[What is needed] Can you arrange the lines of the material below as a numbered list, leaving out any blank lines? Begin at the line that contains "Indicate the distant" and stop after the line that contains "95), (230, 64)]".

Data listing
===

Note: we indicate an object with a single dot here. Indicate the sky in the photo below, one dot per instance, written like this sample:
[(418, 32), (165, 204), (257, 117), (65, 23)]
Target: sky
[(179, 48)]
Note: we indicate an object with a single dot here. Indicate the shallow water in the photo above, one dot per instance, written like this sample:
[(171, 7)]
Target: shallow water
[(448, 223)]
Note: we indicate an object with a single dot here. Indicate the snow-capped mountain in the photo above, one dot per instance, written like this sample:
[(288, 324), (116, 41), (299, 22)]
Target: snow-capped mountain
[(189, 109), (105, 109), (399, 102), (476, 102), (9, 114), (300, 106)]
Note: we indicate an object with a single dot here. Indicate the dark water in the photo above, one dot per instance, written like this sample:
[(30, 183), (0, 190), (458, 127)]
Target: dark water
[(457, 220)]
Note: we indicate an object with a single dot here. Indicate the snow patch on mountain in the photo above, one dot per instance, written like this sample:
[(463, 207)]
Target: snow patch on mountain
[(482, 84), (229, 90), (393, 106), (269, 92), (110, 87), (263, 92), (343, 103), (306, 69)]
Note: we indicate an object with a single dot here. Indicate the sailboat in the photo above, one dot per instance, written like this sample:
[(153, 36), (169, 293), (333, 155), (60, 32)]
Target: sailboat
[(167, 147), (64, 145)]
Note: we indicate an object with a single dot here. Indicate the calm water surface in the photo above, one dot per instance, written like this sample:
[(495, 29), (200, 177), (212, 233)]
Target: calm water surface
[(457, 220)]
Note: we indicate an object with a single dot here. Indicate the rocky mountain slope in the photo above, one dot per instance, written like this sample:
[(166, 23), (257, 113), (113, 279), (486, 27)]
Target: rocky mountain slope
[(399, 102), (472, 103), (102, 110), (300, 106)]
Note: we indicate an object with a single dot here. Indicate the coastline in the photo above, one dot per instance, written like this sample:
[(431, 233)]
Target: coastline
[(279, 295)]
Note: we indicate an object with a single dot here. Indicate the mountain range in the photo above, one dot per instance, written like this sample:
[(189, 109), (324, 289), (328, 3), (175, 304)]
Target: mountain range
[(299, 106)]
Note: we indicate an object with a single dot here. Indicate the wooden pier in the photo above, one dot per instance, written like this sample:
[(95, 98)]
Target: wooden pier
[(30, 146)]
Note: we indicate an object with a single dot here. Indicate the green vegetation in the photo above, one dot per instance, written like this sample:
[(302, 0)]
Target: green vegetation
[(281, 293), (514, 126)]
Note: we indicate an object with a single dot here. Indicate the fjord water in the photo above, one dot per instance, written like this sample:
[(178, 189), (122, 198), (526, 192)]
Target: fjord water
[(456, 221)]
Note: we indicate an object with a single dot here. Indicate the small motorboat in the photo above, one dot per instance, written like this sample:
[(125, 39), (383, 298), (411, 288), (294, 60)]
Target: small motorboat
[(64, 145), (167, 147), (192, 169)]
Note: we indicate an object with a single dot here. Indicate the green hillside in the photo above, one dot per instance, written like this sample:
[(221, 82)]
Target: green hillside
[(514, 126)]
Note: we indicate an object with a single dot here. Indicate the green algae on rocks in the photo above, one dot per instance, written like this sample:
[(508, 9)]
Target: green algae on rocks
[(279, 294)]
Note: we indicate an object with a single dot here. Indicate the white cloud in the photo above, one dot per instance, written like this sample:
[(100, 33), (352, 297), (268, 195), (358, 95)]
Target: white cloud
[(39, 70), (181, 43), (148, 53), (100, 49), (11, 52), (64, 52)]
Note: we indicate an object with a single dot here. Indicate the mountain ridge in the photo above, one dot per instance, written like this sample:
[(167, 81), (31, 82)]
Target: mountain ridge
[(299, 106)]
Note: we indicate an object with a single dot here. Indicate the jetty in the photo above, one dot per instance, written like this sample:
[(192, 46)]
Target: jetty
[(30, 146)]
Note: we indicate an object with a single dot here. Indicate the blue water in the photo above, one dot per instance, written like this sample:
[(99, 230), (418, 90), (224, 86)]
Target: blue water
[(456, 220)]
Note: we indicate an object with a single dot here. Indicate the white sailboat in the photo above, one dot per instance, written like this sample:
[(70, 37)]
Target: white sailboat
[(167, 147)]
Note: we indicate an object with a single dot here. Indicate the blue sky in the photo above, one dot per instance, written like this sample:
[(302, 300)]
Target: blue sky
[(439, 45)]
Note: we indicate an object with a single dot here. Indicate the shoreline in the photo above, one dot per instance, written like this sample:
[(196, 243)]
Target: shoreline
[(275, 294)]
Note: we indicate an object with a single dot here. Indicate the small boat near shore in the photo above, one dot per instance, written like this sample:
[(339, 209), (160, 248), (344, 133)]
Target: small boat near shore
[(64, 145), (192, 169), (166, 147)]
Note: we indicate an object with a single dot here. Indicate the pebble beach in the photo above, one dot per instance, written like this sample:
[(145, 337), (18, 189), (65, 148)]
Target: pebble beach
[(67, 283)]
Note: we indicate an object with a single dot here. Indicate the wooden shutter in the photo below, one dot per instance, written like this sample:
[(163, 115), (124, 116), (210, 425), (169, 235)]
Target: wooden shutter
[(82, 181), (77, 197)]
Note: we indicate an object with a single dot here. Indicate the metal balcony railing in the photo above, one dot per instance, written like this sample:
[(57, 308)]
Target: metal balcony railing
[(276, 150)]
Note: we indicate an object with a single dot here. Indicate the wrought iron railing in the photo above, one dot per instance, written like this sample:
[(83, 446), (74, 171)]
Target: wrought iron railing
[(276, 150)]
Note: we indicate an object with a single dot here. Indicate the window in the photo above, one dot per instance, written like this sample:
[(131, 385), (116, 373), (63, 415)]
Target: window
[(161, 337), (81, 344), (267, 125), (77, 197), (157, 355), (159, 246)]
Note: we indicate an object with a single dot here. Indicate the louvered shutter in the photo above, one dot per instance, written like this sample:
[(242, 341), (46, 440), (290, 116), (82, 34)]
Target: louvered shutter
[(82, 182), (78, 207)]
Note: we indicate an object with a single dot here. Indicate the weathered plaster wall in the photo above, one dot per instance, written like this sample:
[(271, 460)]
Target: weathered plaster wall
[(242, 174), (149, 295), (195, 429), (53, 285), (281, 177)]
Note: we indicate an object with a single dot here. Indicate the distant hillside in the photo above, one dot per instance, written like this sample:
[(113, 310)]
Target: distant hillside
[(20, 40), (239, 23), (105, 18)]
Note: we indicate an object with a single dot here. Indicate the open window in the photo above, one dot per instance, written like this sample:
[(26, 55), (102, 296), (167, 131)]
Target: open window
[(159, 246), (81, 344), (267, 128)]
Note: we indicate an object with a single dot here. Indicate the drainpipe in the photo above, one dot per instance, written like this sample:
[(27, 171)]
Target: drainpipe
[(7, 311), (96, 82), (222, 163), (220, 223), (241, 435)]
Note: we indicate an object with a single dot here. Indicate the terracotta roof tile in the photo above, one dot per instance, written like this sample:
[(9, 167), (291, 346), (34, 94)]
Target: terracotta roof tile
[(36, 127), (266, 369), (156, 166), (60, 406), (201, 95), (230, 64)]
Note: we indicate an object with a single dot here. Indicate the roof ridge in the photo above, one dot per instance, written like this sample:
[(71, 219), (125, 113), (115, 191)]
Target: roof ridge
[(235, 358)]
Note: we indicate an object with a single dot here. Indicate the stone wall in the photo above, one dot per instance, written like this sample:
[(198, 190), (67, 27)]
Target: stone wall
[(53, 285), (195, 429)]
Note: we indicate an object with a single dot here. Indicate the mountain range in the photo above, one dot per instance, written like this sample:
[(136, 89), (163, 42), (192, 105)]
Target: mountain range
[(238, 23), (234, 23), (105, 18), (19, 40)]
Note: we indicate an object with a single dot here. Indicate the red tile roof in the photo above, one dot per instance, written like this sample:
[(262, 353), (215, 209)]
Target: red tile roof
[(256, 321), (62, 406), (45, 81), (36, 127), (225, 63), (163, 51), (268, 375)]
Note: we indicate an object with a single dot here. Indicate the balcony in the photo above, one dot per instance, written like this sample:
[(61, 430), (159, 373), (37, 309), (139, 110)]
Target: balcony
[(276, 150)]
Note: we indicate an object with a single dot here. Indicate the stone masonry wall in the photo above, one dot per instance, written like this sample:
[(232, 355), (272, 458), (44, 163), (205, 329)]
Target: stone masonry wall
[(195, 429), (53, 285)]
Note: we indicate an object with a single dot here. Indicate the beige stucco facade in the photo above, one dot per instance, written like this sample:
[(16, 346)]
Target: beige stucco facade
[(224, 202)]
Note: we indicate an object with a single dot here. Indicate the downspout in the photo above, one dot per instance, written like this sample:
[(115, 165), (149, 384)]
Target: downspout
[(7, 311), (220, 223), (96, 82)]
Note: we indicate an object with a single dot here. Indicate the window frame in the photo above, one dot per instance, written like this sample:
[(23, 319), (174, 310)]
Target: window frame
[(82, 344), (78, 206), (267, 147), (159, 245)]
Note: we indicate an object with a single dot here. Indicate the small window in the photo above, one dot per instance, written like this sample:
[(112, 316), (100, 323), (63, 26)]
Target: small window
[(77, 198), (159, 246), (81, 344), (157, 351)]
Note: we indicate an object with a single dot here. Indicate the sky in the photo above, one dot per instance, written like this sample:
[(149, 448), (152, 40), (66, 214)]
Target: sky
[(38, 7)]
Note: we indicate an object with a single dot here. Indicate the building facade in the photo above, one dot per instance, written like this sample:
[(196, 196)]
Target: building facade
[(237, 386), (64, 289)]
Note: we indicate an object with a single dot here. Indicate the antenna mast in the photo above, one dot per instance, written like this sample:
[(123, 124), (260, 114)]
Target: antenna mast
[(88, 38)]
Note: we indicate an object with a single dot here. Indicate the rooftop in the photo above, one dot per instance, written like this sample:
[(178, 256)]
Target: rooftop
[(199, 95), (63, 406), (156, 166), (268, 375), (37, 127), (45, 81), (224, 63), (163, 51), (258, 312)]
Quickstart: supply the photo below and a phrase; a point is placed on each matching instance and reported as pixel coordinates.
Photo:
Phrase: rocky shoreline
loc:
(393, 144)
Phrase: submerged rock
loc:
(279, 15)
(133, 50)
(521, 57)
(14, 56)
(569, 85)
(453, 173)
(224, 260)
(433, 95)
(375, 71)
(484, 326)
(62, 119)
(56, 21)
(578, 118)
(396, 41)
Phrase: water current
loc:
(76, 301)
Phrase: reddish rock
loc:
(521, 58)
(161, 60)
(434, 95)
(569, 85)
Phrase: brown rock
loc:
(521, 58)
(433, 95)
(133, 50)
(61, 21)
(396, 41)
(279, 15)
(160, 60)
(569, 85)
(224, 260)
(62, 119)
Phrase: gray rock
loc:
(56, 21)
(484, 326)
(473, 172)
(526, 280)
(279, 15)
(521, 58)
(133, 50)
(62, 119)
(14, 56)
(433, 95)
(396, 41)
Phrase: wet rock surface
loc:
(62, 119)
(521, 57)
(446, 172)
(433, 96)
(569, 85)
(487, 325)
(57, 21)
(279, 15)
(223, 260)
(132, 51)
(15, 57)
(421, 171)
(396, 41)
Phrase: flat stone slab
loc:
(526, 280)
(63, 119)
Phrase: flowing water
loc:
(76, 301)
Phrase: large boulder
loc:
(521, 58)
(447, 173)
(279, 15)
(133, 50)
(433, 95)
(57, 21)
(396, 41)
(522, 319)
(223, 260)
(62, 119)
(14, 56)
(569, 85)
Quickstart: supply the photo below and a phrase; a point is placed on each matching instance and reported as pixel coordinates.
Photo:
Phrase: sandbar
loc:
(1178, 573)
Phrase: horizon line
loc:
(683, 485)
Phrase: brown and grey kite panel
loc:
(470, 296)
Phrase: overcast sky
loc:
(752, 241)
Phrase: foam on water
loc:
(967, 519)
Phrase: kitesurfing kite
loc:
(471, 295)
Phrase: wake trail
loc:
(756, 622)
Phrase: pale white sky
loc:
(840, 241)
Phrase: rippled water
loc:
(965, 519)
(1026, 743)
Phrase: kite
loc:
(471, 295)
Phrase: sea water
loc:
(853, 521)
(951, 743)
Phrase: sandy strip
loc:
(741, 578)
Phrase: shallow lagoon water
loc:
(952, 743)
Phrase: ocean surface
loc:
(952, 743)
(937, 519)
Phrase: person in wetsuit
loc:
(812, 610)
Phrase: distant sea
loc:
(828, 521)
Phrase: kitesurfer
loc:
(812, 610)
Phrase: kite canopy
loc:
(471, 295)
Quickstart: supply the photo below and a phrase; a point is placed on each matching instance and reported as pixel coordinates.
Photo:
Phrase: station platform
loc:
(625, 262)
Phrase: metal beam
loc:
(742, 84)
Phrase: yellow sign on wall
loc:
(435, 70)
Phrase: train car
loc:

===

[Exercise response]
1. Note: we indicate an object with a single dot here. Indicate the distant hillside in the photo above, one dot per instance, written like this sample:
2. [(113, 310)]
3. Target: distant hillside
4. [(20, 40), (239, 23), (105, 18)]
5. Note: we indicate an object with a single dot here. Indicate the open window in the photo above, one dot per instance, written like this sample:
6. [(26, 55), (102, 296), (167, 131)]
7. Target: open window
8. [(159, 246), (81, 344), (267, 128)]
9. Note: we indicate an object with a single dot here. Indicate the drainpipe in the photo above, one dot per instance, written like this sample:
10. [(27, 171)]
11. Target: drainpipe
12. [(7, 311), (96, 82), (222, 163), (220, 223), (241, 435)]
13. Note: we indicate an object with a single dot here. Indicate the terracotta roof tile in the photo above, one dot per instance, written like this sample:
14. [(9, 167), (291, 346), (34, 94)]
15. Target: terracotta roof tile
16. [(36, 127), (266, 369), (156, 166), (60, 406), (201, 95), (230, 64)]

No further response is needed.